| Your objective |
Write the material out again exactly.

| Listing |
== == ==
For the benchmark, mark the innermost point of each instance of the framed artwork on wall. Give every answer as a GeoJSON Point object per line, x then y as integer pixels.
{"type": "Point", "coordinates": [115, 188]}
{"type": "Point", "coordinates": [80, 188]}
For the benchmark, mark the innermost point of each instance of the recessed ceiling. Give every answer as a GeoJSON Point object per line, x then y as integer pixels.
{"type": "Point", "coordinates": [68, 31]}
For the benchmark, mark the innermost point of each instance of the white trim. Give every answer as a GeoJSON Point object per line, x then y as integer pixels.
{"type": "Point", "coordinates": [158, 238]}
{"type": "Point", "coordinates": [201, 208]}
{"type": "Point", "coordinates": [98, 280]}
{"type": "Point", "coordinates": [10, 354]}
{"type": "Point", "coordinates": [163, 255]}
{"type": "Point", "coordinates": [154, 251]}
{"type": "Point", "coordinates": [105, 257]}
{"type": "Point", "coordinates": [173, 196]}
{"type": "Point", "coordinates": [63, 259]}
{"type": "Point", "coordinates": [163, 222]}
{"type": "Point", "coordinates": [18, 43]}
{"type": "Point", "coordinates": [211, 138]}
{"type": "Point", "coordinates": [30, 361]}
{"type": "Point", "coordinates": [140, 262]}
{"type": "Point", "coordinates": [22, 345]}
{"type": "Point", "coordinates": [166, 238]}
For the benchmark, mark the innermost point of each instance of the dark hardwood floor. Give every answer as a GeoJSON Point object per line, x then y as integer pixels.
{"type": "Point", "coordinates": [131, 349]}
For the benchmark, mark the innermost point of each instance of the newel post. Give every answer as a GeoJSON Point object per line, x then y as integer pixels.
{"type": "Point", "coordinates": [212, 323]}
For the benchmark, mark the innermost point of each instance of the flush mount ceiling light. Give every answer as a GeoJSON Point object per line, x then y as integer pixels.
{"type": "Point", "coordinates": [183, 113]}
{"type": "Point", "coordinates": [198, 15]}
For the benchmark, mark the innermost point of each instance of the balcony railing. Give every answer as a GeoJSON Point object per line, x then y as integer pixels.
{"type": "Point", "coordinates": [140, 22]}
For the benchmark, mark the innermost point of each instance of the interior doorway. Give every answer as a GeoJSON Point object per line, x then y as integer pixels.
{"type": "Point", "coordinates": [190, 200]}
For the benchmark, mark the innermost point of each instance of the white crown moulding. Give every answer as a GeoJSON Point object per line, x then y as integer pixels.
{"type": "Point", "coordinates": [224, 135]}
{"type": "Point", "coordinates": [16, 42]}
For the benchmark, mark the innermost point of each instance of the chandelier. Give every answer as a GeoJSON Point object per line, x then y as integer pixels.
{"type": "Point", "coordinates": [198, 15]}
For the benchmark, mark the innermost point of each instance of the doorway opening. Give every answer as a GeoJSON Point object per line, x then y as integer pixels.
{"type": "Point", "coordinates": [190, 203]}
== == ==
| Result |
For the benchmark, mark the innermost point of each instance of the framed artwork on wall. Give every answer as a GeoJSON Point object per line, x then y as integer pixels.
{"type": "Point", "coordinates": [115, 188]}
{"type": "Point", "coordinates": [80, 188]}
For the benchmark, mark the innermost point of each instance of the recessed ceiling. Give every answer as a GeoJSON Point object per line, x then y as integer pixels.
{"type": "Point", "coordinates": [68, 31]}
For the benchmark, mark the innermost point of each instance of the white trim. Give every answer as a GeoJSON Point object per line, x then y as integer pixels.
{"type": "Point", "coordinates": [158, 238]}
{"type": "Point", "coordinates": [201, 208]}
{"type": "Point", "coordinates": [98, 280]}
{"type": "Point", "coordinates": [10, 354]}
{"type": "Point", "coordinates": [163, 255]}
{"type": "Point", "coordinates": [154, 251]}
{"type": "Point", "coordinates": [105, 257]}
{"type": "Point", "coordinates": [173, 196]}
{"type": "Point", "coordinates": [63, 259]}
{"type": "Point", "coordinates": [163, 222]}
{"type": "Point", "coordinates": [18, 43]}
{"type": "Point", "coordinates": [211, 138]}
{"type": "Point", "coordinates": [30, 361]}
{"type": "Point", "coordinates": [140, 262]}
{"type": "Point", "coordinates": [22, 345]}
{"type": "Point", "coordinates": [166, 238]}
For the benchmark, mark the innermost point of each instance of the dark hardwood floor. Give every answer as a GeoJSON Point object per line, x then y as integer pixels.
{"type": "Point", "coordinates": [131, 349]}
For the benchmark, mark the innermost point of each instance of the newel post. Give every answer as a GeoJSON Point object per line, x then y as integer pixels.
{"type": "Point", "coordinates": [212, 323]}
For the benchmark, mark the innermost point of each instance of the flush mount ceiling light. Give every answer as a GeoJSON Point object per line, x then y as integer pixels.
{"type": "Point", "coordinates": [183, 113]}
{"type": "Point", "coordinates": [198, 15]}
For the benchmark, mark the innermost point of each instance of the balcony railing. Give every answer as a GeoJSON Point object per line, x then y as integer pixels.
{"type": "Point", "coordinates": [140, 22]}
For the benchmark, mark the innermost point of each instance of the interior doorway. Give every answer as a GeoJSON Point object per line, x then y as integer pixels.
{"type": "Point", "coordinates": [190, 200]}
For the benchmark, mark the innermost point of each instance of the white crown moulding. Give every answer as a GeoJSON Point object per line, x then y as integer pixels.
{"type": "Point", "coordinates": [224, 135]}
{"type": "Point", "coordinates": [16, 42]}
For the benchmark, mark the innermost point of each instance of the chandelier. Give every answer as a GeoJSON Point object per line, x then y as integer pixels.
{"type": "Point", "coordinates": [198, 15]}
For the benchmark, mark the innermost point of each instance of the doorway opening. Give every answer as a GeoJSON Point object per line, x then y as integer pixels.
{"type": "Point", "coordinates": [190, 203]}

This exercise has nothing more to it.